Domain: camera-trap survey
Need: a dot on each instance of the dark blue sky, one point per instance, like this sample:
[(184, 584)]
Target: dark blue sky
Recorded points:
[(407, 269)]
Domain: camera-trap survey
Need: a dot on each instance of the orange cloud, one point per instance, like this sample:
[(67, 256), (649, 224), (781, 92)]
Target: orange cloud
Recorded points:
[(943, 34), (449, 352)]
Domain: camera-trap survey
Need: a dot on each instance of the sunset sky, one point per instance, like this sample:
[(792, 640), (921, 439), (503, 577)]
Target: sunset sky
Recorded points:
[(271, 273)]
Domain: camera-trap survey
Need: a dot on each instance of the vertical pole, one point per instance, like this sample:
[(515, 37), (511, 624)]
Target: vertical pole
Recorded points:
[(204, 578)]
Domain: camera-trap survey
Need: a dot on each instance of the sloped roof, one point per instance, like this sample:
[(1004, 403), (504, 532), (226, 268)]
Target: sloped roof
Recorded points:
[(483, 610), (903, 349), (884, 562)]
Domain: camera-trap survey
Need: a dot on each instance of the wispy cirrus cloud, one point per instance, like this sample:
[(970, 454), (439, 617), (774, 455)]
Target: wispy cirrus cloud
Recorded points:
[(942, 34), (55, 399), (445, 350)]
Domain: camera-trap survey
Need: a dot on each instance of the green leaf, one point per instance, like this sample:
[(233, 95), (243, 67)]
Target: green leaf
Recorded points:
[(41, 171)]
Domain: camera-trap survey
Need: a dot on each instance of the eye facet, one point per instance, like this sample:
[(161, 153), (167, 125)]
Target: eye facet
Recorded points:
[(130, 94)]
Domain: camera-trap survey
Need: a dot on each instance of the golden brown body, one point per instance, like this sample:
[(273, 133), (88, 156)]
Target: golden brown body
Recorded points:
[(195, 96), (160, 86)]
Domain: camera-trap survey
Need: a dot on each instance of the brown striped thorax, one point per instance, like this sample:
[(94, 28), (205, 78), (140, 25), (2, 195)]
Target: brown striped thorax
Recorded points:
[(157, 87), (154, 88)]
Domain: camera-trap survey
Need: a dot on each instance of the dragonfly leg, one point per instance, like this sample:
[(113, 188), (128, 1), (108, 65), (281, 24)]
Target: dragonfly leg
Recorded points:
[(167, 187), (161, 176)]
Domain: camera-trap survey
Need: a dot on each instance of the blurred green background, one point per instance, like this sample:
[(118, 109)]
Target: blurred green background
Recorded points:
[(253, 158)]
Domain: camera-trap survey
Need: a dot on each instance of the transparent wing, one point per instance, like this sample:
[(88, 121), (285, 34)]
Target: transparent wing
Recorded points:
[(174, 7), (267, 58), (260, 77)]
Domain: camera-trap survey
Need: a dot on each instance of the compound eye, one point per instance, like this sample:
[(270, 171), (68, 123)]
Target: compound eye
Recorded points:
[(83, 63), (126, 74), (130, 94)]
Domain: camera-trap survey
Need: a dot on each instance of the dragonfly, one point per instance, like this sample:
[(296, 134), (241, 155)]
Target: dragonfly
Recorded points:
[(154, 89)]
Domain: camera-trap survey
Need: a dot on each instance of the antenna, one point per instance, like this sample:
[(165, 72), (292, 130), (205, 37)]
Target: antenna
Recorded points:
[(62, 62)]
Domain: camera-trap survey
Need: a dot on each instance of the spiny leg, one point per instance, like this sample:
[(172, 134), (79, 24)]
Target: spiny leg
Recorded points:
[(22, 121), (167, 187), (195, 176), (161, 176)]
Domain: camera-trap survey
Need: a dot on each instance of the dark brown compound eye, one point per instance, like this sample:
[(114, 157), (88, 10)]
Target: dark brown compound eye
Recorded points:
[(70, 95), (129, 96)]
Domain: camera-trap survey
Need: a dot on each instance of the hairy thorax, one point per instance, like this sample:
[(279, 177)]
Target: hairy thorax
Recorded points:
——
GOAL OF THE EXERCISE | For the string "blurred", count every line of the material where it appears and state only the count.

ANSWER TO THE EXERCISE | 2